== Text section ==
Review of The Lightning Bottles
Simon & Schuster Canada. 2024. 294 pages.
Kurt Cobain, Jimi Hendrix, Jim Morrison, Janis Joplin: the list of famous musicians who have died tragically young goes on and on. Living fast and dying young seem to be the way of the rock star, history suggests, and fame never offers a blink of concern for said rock star’s physical or mental health, all the while their songs enrich the lives of thousands of admiring listeners.
The devastating relationship between fame and destruction is the central concern of Canadian author Marissa Stapley’s latest novel The Lightning Bottles, which opens in December of 1999 on the fifth anniversary of American rocker Elijah Hart’s disappearance in the waters off the south coast of Iceland. In his disappearance and presumed death, Elijah leaves Jane Pyre, his bandmate and wife, in mourning, alongside international droves of their band’s—the titular Lightning Bottles’—fans. Chapters alternate with precision and ease between the Lightning Bottles’ rise to fame in the early nineties Seattle alternative scene and the poignant events of December 1999. The older Jane comes to believe that Elijah is still alive and leaving clues as to his whereabouts, and, accompanied by seventeen-year-old Lightning Bottles superfan Hen Vögel, she embarks on a quest across Europe to uncover the truth about what happened to him.
The Lightning Bottles is a novel about running away from the greedy mouth of an industry which chews up artists and spits them out over and over again, so long as the mess sells records and can be regurgitated one final time on the seedy front covers of tabloids. The novel is relentlessly pessimistic in its depictions of professional musicianship, and Jane and Elijah’s move from Seattle to Los Angeles in 1991 becomes a nosedive into a blazing hell. Stapley characterizes exploitative music executives and omnipresent paparazzi as ravenous birds circling Jane and Elijah’s heads, hungry to pluck from the pair whatever will make money and get the public talking. The young hopefuls stagger to protect the sacred vision that they had for the Lightning Bottles during their early years in the Seattle scene, but the turbulence and chaos are impossible to stand against, and their crystalline dream inevitably shatters into pieces scattered across the booze-sticky California floors. Critics and general audiences may rave about the Lightning Bottles’ music, and Grammys may collect in the wake of the release of the band’s debut album, but the novel foregrounds the dark side of fame.

== Dataset ==

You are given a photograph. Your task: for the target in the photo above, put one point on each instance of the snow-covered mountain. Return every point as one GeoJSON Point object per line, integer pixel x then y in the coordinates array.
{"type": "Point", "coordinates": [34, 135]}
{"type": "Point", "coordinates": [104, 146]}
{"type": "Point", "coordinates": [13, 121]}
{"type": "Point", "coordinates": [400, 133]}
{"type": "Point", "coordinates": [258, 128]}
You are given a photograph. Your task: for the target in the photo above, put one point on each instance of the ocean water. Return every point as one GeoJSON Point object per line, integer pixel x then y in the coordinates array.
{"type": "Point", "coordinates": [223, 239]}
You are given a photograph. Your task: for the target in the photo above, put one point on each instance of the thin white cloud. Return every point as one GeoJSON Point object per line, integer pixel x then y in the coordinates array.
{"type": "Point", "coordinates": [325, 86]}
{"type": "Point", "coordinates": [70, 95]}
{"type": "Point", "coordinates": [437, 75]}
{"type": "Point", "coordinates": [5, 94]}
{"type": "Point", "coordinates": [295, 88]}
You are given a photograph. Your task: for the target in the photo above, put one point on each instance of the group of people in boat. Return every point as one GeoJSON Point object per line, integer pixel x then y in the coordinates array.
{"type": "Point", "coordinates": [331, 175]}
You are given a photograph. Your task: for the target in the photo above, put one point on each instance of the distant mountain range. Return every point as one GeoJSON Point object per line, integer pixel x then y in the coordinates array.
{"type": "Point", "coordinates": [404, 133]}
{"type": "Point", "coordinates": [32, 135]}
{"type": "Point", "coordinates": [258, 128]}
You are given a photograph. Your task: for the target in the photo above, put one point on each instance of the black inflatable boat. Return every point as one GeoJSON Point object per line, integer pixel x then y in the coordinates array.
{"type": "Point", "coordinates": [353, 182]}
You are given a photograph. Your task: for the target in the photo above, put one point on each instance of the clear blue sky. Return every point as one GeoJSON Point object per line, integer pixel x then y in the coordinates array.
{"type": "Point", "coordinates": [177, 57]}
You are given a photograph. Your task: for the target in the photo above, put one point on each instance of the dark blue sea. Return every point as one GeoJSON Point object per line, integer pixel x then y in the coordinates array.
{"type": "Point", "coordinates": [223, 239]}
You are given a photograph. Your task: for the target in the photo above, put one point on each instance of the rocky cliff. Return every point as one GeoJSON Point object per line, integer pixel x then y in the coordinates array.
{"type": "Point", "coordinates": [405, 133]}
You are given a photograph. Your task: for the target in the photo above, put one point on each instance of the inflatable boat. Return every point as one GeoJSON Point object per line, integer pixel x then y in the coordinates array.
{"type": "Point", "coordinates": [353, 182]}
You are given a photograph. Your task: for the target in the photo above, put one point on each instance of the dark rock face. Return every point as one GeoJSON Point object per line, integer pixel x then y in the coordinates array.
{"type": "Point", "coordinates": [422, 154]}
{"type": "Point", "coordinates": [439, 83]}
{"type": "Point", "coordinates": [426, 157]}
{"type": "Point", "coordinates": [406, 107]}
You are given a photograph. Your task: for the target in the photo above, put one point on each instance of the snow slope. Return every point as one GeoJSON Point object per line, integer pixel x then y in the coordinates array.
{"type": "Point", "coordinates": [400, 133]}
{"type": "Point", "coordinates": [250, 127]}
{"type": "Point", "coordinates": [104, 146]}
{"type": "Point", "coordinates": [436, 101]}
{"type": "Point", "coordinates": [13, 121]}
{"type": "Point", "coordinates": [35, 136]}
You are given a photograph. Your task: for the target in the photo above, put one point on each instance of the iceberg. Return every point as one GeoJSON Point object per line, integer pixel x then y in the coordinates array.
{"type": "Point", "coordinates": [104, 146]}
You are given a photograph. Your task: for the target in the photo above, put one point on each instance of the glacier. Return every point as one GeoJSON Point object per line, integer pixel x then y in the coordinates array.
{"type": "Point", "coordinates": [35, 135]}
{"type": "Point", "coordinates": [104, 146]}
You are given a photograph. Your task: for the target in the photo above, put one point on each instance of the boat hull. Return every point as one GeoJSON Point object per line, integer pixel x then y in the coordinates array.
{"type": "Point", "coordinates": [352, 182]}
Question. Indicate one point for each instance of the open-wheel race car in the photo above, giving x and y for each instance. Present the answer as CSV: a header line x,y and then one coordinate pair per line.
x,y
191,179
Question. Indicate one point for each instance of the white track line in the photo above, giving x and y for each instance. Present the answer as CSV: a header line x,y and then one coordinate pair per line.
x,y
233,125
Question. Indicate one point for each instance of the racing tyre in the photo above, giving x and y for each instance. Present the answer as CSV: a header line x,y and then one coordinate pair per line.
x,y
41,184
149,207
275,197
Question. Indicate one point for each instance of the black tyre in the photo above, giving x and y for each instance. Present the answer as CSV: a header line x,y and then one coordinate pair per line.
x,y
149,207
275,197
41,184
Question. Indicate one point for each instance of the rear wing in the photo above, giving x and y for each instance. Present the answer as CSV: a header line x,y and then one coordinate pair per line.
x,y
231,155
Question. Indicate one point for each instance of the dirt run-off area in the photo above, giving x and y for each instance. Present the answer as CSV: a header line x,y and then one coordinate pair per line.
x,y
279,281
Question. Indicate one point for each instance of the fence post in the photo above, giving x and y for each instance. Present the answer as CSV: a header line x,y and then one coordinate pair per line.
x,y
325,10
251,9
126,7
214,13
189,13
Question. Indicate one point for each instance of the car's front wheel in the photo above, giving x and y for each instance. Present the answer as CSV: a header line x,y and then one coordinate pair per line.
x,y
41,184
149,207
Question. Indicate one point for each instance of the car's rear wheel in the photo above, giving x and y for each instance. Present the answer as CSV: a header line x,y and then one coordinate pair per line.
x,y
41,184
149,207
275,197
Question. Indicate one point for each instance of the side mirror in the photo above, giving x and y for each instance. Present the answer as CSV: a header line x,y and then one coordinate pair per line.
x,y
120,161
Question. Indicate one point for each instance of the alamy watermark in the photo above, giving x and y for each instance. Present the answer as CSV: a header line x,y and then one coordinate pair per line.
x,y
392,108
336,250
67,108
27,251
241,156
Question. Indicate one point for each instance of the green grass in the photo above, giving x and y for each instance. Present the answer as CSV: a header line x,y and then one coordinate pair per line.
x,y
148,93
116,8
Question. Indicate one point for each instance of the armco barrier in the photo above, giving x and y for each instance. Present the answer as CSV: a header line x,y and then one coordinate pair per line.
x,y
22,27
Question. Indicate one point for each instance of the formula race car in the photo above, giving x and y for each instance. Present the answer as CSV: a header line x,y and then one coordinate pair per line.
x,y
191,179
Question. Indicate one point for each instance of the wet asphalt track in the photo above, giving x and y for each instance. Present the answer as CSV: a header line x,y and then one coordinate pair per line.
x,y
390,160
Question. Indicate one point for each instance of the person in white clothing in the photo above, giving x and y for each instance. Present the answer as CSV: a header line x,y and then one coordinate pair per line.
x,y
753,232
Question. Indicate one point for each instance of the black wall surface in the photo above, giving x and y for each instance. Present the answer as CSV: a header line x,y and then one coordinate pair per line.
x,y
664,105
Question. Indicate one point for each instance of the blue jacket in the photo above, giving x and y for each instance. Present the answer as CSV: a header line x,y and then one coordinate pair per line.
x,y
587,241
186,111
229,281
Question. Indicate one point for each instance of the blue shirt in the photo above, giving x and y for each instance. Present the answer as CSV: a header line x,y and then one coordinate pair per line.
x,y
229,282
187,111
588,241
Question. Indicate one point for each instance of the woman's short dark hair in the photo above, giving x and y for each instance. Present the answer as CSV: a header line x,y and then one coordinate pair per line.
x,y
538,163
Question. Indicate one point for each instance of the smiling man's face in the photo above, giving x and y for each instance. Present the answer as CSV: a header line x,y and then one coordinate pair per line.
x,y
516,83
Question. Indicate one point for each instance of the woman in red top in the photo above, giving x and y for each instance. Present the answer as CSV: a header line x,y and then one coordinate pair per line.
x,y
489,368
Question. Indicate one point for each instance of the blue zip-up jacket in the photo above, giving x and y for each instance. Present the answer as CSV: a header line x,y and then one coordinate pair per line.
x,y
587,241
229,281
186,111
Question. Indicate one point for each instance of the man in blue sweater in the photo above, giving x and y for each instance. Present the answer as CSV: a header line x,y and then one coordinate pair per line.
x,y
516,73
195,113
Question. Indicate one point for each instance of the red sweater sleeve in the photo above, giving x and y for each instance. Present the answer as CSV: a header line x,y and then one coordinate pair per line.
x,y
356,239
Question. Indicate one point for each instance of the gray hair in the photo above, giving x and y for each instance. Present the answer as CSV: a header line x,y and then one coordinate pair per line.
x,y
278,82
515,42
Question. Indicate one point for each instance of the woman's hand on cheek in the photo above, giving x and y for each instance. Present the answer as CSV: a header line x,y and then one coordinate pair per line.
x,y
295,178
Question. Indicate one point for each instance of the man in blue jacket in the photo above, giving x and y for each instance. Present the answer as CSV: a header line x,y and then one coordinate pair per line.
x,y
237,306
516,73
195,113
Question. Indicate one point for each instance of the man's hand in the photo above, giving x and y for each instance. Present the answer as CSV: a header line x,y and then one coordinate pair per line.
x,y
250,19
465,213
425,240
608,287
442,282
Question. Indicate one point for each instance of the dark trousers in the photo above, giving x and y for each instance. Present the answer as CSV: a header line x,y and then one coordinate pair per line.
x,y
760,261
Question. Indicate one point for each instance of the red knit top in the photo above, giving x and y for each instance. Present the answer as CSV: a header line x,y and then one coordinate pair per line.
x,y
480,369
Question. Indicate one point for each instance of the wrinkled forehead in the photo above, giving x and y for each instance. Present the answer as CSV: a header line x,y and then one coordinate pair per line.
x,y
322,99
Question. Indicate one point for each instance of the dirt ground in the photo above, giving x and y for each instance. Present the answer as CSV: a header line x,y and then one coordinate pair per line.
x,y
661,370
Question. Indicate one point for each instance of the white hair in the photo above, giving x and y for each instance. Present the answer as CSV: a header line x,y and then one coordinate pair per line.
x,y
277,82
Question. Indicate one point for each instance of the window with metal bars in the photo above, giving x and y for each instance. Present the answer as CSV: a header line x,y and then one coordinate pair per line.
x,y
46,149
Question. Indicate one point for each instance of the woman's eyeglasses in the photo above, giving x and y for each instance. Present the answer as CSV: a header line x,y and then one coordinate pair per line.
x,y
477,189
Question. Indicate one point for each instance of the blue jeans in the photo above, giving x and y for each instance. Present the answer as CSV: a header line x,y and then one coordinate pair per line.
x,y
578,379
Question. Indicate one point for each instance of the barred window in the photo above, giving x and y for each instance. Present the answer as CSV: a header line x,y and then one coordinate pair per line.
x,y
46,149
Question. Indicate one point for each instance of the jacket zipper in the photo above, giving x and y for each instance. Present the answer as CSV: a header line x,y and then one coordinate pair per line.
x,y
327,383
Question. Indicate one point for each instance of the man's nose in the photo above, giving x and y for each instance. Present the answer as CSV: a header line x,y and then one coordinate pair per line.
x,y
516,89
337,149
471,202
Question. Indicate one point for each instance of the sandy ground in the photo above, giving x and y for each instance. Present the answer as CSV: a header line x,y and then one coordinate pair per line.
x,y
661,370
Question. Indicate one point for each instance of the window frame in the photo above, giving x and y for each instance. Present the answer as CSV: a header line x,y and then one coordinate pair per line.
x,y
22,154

== Stated task A ==
Name the musicians who died young that the book review lists in its opening sentence.
== Stated task B ==
Reproduce the passage of the book review starting at "Review of The" and ending at "of admiring listeners.".

== Reply A ==
Kurt Cobain, Jimi Hendrix, Jim Morrison, Janis Joplin

== Reply B ==
Review of The Lightning Bottles
Simon & Schuster Canada. 2024. 294 pages.
Kurt Cobain, Jimi Hendrix, Jim Morrison, Janis Joplin: the list of famous musicians who have died tragically young goes on and on. Living fast and dying young seem to be the way of the rock star, history suggests, and fame never offers a blink of concern for said rock star’s physical or mental health, all the while their songs enrich the lives of thousands of admiring listeners.